• **EXERCISE REQUIREMENTS**: Return the lines below word for word, omitting the pictures.

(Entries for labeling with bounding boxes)
===============
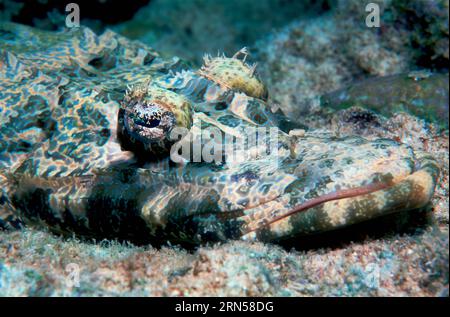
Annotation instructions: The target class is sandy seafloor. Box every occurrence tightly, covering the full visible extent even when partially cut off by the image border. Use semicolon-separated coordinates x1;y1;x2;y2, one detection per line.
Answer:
0;0;449;296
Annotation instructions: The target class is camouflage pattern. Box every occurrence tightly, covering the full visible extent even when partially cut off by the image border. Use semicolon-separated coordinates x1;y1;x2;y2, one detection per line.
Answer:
0;24;439;243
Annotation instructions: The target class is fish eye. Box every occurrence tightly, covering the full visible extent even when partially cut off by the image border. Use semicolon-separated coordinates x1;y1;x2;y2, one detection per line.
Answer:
117;84;192;159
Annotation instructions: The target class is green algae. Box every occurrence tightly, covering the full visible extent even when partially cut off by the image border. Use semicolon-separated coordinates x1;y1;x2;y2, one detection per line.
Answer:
===============
• **OUTPUT**:
Annotation instructions: The target class is sandy seafloor. Box every occurrence tightly, covering the full visible extent even when partially cut off by the image border. Use semicolon-separated coordinates x1;y1;x2;y2, one detection per line.
Answer:
0;0;449;296
Annotation instructions: The target class is camouflage pattern. Box every occurrence tightly, covering the full visible extent even when partially cut off by the image border. Use semicolon-separated coordinates x1;y1;x2;y2, one detection per line.
Answer:
0;24;439;243
Annotation instructions: The target class is fish eye. Box every occurrence tightly, covering the full visible extent even when partially cut off by the image border. Use semicolon-separated coordinates x1;y1;x2;y2, one detection per line.
Answer:
117;84;192;159
Annotation instructions: The target class is green algae. Box every occurrence tightly, covering the full visible extent even when partially cut off by the image border. Use semicolon-separated coordinates x1;y1;x2;y2, one detection per line.
Answer:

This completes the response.